What is asked
Rewrite the lines from the one containing "Target: sky" through the end of the records, inclusive, changing "Kindly provide" to "Please supply" and keeping everything else the same. Leave the pictures out of your answer.

((

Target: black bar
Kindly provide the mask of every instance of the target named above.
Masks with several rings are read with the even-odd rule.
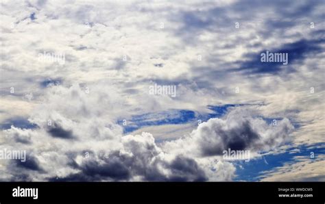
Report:
[[[13,197],[13,188],[38,188],[38,199]],[[296,188],[306,191],[297,192]],[[285,192],[281,189],[294,188]],[[0,203],[324,203],[324,182],[2,182]],[[279,197],[279,194],[313,197]]]

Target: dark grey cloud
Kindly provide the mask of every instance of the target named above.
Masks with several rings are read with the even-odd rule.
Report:
[[[105,155],[91,153],[81,164],[70,162],[80,170],[79,173],[49,179],[57,181],[132,181],[136,178],[153,181],[208,179],[203,169],[192,158],[180,155],[170,162],[164,160],[161,157],[161,150],[150,141],[149,138],[128,138],[124,142],[125,150],[130,151],[132,154],[123,151],[115,151]],[[73,157],[71,159],[75,160]]]
[[[62,139],[73,139],[73,135],[71,130],[66,130],[60,125],[54,123],[52,126],[49,126],[47,132],[54,138]]]

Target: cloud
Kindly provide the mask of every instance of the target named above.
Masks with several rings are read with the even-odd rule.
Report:
[[[189,136],[167,142],[165,147],[201,156],[221,155],[228,149],[265,151],[289,142],[293,129],[287,118],[274,126],[238,107],[230,111],[224,118],[202,123]]]
[[[0,147],[27,150],[46,173],[13,173],[0,161],[3,181],[230,181],[236,168],[220,158],[225,148],[324,142],[322,1],[1,6]],[[265,50],[289,52],[289,64],[257,63]],[[39,60],[44,51],[64,54],[65,63]],[[177,97],[148,94],[154,83],[177,86]],[[225,104],[250,109],[211,114]],[[211,118],[195,128],[196,114]],[[265,118],[283,119],[272,127]],[[132,126],[122,128],[123,119]],[[126,137],[134,127],[143,129]]]
[[[297,156],[295,162],[264,172],[260,179],[263,181],[325,181],[324,165],[323,155],[315,159]]]

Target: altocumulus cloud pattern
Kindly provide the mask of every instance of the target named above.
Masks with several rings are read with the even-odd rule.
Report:
[[[325,181],[324,10],[2,0],[0,181]]]

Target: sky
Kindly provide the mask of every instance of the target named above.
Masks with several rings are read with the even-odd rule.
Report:
[[[325,181],[324,1],[0,3],[0,181]]]

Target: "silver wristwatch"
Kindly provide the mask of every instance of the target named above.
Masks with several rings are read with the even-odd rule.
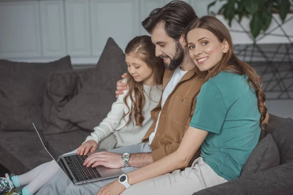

))

Complete answer
Target: sky
Please supply the mask of every instance of the target named above.
Masks with several rings are read with the even-odd rule.
Report:
[[[325,181],[324,1],[0,3],[0,181]]]

Target: "silver wristwatch"
Please supply the mask of every instance of the target named above.
Masks with several rings are read with the even-odd rule.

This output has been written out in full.